[Excerpted text]
──────────
- Born: Eddy Munyaneza October 24, 1981 (age 43) Gitega, Burundi
- Occupation(s): Director, screenwriter, producer, assistant director, editor
- Years active: 2008–present
- Children: 3

= Eddy Munyaneza =

Burundian filmmaker

Eddy Munyaneza (born 24 October 1981) is a Burundian filmmaker. Considered to be one of Burundi's most promising filmmakers, Munyaneza is notable as the director of the critically acclaimed documentaries Le troisième vide and Lendemains incertains. Apart from filmmaking, he is also a writer, producer and editor.

==Personal life==
He was born on 24 October 1981 in a small village close to Gitega town in Burundi. He completed education in 2002. Later he completed a master's degree in cinema at Saint-Louis, Senegal.

==Career==
In 2004 he got the opportunity to work with a company called 'Menya Média' where he trained in audiovisual production. In 2009, he participated as a machinist in the short film Na Wewe, directed by Ivan Goldschmidt. The film was later nominated for the Oscars in 2011.
──────────
[Required task 1] Count the lines in the listing below that contain the string "stress", treating case as significant. Reply with the number alone.

[Given data]
──────────
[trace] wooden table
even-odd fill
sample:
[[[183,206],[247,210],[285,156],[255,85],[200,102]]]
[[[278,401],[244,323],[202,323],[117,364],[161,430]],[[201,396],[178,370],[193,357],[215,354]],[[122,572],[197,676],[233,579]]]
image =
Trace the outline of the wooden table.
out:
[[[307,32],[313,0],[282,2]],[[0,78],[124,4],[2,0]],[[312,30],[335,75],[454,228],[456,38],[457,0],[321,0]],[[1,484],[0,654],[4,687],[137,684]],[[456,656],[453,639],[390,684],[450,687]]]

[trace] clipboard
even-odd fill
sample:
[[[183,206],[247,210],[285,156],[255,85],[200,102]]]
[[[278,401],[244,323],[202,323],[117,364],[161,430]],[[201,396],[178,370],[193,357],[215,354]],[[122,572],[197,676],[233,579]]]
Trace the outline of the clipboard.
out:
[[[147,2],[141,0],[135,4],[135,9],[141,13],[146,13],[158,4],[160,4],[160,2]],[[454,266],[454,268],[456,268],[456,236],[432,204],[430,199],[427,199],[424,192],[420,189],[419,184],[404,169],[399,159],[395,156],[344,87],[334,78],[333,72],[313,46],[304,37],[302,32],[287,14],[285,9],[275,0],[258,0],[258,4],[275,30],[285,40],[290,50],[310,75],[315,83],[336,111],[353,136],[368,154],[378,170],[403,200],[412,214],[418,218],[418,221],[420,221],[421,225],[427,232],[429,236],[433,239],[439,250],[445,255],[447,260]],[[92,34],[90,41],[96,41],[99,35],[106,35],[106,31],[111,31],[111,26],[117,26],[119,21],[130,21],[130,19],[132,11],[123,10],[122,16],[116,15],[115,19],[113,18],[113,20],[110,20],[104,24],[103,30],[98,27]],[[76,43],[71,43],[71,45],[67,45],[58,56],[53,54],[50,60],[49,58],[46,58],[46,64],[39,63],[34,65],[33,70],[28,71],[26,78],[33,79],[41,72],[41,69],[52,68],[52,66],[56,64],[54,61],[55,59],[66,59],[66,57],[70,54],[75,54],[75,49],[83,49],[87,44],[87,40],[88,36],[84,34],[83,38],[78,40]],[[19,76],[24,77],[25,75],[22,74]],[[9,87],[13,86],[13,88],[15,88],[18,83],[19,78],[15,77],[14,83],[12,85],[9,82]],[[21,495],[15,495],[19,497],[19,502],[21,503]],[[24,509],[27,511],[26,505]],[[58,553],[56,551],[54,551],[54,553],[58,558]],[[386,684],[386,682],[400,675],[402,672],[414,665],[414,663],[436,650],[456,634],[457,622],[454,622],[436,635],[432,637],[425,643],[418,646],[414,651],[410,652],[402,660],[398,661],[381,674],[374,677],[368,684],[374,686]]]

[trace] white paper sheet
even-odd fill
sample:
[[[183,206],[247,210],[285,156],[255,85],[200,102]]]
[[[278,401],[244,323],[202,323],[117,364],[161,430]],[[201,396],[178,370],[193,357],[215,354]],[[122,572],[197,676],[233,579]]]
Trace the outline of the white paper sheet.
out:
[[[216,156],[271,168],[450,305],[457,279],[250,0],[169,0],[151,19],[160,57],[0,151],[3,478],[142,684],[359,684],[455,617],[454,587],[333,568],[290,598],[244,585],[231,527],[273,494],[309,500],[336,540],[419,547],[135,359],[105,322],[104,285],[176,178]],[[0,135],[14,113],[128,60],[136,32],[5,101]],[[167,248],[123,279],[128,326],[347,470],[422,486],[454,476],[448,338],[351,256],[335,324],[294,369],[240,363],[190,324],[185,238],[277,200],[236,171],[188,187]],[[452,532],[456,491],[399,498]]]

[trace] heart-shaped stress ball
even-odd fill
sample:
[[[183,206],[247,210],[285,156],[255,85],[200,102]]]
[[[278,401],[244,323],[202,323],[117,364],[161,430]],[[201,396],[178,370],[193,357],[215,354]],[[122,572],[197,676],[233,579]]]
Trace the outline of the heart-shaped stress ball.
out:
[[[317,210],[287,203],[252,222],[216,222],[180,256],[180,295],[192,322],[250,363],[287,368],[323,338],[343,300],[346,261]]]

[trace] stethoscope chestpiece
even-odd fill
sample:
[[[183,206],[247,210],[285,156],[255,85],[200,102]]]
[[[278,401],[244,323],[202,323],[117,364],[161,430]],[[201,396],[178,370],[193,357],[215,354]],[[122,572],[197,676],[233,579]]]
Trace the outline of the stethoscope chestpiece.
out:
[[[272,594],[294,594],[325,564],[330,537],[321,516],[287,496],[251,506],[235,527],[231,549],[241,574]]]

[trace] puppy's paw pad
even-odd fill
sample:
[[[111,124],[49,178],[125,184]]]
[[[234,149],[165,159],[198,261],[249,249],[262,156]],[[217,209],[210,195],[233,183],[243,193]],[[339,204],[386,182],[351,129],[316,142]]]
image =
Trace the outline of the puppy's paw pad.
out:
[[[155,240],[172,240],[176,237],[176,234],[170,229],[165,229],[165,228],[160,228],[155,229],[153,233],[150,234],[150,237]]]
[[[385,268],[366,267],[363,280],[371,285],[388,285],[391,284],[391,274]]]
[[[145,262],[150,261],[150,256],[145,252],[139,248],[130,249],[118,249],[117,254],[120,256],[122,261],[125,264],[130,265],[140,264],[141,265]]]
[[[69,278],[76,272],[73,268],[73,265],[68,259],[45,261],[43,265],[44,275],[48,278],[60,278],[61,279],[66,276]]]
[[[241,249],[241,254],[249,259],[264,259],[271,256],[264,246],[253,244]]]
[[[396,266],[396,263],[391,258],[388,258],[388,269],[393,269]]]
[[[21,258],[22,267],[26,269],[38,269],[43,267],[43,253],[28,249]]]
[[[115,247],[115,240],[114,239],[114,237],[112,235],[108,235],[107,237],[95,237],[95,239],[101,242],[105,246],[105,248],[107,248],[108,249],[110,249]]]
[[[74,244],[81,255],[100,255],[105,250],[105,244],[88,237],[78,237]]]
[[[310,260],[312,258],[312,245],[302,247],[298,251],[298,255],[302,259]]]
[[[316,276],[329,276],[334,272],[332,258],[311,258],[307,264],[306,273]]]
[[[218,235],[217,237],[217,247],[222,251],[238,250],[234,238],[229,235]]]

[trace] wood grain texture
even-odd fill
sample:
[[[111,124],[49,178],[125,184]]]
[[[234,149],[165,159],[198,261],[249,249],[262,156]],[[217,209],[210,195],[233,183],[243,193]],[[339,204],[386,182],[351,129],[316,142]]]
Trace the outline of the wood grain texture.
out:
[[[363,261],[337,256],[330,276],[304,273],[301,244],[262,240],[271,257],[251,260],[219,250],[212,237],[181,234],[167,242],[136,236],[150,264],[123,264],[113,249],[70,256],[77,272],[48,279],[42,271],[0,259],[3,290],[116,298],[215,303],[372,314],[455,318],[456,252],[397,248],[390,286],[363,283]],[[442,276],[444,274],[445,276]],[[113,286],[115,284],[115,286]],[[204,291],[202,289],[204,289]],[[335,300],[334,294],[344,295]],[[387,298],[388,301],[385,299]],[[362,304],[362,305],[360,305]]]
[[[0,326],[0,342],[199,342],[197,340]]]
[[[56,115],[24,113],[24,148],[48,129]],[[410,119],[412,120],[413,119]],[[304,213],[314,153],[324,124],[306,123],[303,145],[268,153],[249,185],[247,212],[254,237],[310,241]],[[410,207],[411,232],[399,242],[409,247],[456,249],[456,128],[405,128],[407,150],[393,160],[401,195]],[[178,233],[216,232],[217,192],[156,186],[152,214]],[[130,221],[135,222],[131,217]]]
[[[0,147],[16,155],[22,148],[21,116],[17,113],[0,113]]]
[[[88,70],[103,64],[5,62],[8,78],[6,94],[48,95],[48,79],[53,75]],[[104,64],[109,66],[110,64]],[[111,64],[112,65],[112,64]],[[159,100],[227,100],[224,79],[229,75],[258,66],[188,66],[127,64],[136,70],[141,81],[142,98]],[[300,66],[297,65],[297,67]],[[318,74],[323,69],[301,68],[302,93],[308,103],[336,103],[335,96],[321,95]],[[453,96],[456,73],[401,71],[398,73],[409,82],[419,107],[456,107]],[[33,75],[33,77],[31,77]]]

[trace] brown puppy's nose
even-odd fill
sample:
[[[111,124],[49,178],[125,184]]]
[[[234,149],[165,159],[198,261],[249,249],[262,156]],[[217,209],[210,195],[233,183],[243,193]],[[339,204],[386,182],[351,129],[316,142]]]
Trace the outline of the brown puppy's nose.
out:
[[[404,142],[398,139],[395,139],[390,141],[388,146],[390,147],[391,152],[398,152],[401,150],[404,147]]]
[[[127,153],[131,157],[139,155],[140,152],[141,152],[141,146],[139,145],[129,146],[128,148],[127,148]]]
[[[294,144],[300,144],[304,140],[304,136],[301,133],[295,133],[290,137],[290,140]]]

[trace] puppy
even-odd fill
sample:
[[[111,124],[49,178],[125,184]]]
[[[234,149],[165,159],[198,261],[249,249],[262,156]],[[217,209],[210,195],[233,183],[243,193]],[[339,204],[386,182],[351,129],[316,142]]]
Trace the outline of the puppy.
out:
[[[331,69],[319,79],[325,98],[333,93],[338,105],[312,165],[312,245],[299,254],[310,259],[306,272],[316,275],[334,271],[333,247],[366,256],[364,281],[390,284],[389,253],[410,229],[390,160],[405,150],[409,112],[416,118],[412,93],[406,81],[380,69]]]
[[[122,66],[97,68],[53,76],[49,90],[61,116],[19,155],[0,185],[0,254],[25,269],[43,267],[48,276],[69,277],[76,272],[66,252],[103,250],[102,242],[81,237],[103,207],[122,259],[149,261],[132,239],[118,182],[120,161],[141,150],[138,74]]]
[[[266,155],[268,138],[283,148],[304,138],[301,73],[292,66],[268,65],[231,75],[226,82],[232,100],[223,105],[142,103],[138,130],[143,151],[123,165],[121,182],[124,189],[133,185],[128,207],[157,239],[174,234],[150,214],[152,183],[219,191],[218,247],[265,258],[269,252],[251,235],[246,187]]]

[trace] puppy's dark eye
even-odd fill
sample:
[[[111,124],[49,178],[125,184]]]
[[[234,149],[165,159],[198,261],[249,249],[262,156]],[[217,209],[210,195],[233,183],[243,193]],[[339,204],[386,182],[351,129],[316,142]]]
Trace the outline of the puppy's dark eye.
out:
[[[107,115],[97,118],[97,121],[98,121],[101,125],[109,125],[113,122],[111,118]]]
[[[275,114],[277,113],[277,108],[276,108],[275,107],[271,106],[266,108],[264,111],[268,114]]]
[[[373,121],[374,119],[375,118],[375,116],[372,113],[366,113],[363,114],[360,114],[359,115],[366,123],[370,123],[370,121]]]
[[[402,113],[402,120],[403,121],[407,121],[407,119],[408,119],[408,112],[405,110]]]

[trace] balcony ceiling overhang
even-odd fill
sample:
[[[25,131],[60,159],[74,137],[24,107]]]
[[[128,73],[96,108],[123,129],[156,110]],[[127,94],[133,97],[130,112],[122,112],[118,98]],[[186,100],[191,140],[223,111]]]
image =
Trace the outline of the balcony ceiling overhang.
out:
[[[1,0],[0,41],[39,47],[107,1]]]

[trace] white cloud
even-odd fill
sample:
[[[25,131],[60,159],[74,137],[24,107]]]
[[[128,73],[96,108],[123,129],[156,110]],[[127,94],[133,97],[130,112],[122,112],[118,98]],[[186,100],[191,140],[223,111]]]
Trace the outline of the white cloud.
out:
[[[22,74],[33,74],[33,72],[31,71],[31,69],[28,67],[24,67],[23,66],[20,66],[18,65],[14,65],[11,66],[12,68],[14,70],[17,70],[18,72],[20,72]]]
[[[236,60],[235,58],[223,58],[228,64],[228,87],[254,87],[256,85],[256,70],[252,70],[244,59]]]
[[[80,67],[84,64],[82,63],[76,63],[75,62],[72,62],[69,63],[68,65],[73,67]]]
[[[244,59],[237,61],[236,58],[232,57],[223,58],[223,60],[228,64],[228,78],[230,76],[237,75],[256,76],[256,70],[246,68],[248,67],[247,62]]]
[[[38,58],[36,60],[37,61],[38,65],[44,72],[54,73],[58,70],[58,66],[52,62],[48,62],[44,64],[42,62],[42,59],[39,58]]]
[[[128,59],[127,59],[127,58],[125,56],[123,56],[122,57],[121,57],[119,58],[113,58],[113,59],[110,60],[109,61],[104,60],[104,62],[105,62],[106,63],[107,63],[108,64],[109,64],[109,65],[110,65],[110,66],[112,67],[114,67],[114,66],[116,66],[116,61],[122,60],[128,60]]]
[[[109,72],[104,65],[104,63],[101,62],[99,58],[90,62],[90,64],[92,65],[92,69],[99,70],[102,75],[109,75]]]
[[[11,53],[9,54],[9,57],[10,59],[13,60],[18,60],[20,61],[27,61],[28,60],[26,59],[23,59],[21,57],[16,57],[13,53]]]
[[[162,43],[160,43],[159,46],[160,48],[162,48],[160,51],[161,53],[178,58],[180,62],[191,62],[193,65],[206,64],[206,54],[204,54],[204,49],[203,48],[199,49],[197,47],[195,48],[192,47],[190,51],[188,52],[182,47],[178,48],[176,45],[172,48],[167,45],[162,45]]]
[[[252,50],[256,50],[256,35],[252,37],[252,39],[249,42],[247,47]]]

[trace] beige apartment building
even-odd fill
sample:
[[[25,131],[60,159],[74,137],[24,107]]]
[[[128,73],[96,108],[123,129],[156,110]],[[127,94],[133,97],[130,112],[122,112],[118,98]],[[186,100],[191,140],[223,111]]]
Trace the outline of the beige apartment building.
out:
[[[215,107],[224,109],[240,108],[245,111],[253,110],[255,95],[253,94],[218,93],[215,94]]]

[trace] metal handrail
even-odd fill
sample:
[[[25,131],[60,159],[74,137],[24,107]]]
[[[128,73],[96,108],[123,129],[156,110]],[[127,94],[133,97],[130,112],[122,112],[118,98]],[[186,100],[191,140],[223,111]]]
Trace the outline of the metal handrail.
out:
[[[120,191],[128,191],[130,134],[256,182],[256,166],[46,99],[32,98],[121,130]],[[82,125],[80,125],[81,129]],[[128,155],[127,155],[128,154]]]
──────────
[Required task 2] Pick up the biography of Eddy Munyaneza above from where it stops and continue it.

[Exercise answer 1] 2

[Exercise answer 2]
In 2010, he released his maiden feature-length documentary Histoire d’une haine manquée. The documentary deals with the story of how his Tutsi siblings and himself saved by their Hutu neighbors during the Burundian genocide in 1993. The film won several awards at Festival International du Cinéma et de l’Audiovisuel du Burundi (FESTICAB). In the same year, he received the Prix Spécial Award for Human Rights at Panafrican Film and Television Festival of Ouagadougou (FESPACO). Meanwhile, he was honored with a Certificate of Merit by the president of Burundi, Pierre Nkurunziza, in Kirundo. However, he criticized president Nkurunziza for his controversial run for a third term.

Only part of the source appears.